§ **Records from a data collection**:
◇ ◇ ◇ ◇ ◇

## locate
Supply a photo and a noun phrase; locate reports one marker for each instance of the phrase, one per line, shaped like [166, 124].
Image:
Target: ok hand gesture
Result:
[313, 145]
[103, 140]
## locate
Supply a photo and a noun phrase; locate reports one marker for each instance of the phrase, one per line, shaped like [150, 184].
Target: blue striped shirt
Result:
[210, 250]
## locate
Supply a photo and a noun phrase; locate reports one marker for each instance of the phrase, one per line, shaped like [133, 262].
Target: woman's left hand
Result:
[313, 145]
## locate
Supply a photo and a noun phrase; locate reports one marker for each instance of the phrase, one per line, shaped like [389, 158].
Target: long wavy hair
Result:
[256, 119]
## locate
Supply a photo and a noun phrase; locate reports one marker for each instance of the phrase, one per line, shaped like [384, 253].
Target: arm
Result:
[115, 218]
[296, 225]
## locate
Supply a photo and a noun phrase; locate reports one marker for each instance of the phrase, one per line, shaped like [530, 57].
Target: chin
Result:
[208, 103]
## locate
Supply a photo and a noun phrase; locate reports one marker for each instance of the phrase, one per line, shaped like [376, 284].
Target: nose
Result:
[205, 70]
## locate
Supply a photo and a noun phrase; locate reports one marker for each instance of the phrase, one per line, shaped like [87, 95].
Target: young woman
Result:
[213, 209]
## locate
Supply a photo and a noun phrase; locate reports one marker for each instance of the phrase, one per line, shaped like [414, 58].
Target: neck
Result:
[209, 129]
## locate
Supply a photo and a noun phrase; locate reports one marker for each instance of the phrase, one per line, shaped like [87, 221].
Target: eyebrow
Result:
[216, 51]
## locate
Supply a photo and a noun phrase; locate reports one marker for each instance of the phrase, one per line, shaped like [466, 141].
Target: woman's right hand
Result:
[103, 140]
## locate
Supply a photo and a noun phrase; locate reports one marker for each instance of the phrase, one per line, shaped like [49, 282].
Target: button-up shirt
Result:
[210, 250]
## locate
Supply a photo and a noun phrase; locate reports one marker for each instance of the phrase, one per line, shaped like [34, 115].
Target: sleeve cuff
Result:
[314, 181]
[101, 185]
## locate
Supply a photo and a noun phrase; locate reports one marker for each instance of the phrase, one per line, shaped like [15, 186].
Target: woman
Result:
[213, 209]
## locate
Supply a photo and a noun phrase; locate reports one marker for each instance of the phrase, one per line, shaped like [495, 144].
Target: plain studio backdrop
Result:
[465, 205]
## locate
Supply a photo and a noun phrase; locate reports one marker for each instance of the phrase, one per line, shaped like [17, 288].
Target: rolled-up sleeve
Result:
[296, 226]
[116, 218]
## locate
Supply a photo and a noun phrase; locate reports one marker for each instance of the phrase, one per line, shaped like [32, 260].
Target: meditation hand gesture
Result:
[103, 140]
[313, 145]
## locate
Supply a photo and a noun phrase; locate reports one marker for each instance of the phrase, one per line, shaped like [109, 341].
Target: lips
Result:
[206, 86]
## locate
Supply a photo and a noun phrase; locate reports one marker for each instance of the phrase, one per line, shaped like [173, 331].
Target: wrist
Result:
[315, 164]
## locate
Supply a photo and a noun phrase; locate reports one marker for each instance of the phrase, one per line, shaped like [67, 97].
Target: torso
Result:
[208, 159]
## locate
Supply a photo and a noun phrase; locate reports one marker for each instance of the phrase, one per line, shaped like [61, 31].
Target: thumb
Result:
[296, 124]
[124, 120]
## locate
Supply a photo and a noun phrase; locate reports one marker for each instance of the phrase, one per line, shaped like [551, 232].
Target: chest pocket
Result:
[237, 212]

◇ ◇ ◇ ◇ ◇

§ **Task to complete**: Your task is to retype all of the records exactly.

§ **Solution to this problem**:
## locate
Supply a photo and a noun phrase; locate reports one marker for each instance of the phrase, one per line, shaped like [166, 124].
Image:
Target: ok hand gesture
Result:
[313, 145]
[103, 140]
## locate
Supply a photo and a noun phrase; locate reports one marker for each instance of the phrase, one per line, shaped like [150, 184].
Target: blue striped shirt
Result:
[210, 250]
## locate
Supply a photo and a noun phrase; locate reports one marker for each instance of the phrase, one per line, shaped like [133, 262].
Target: woman's left hand
Result:
[313, 145]
## locate
Supply a photo and a noun phrase; locate reports one marker for each instance of the phrase, one per line, shaped like [389, 158].
Target: long wavy hair
Result:
[256, 119]
## locate
Supply a photo and a noun phrase; locate reports one marker for each instance of the phrase, one per line, shaped like [384, 253].
Target: arm
Result:
[115, 218]
[296, 225]
## locate
Supply a photo and a noun phrase; locate reports one marker for each instance of the phrase, one per line, shaped like [530, 57].
Target: chin
Result:
[208, 103]
## locate
Supply a photo and a noun phrase; locate reports one marker for each instance of the phrase, one per line, shaped like [376, 284].
Target: nose
Result:
[205, 70]
## locate
Supply a photo and a noun phrase; locate reports one marker for each instance of the phrase, one per line, shaped like [87, 95].
Target: young woman
Result:
[213, 209]
## locate
Supply a photo and a noun phrase; locate reports one marker for each instance of the phrase, one per line, shaped like [414, 58].
Target: neck
Result:
[209, 129]
## locate
Supply a photo and a noun phrase; locate reports one marker for each instance of the phrase, one per line, shaped like [87, 221].
Target: eyebrow
Result:
[216, 51]
## locate
Supply a photo and a noun phrase; locate reports one marker for each instance of the phrase, one per line, shaped like [466, 141].
Target: woman's right hand
Result:
[103, 140]
## locate
Supply a photo and a noun phrase; locate reports one marker for each instance of the phrase, one per line, shaped like [49, 282].
Target: button-up shirt
Result:
[210, 250]
## locate
Supply a photo and a noun phrase; locate reports one marker for each instance of the phrase, one per line, shaped like [34, 115].
Target: sleeve cuff
Result:
[314, 181]
[101, 185]
## locate
Supply a photo and a noun phrase; locate reports one marker for each instance of the phrase, one per line, shaped like [15, 186].
Target: woman
Result:
[213, 209]
## locate
Supply a photo and a noun phrase; locate reports one marker for each instance of the phrase, one per line, shaped like [495, 144].
Target: plain studio backdrop
Result:
[465, 205]
## locate
Supply a photo and a noun phrase; locate reports one marker for each instance of the phrase, one per line, shaped like [17, 288].
Target: rolled-up sleeve
Result:
[296, 226]
[116, 218]
## locate
Supply a photo and a noun phrase; locate reports one marker for each instance of the phrase, one per line, shaped like [32, 260].
Target: meditation hand gesture
Result:
[103, 140]
[313, 145]
## locate
Supply a photo and a noun phrase; locate reports one marker for each instance of the phrase, one per line, shaped like [109, 341].
Target: lips
Result:
[206, 86]
## locate
Supply a photo and a noun phrase; locate reports one marker for each instance of the phrase, one per line, shaped like [173, 331].
Target: wrist
Result:
[315, 164]
## locate
Supply a photo and a noun phrase; locate reports one marker for each instance of the phrase, one per line, shaped like [67, 97].
Target: torso
Result:
[208, 159]
## locate
Supply a photo and a noun phrase; locate reports one marker for each instance of the phrase, one per line, shaped like [61, 31].
Target: thumb
Result:
[296, 124]
[124, 120]
## locate
Supply a photo and a noun phrase; locate reports one marker for each instance of the phrase, one per line, shaped like [551, 232].
Target: chest pocket
Result:
[237, 212]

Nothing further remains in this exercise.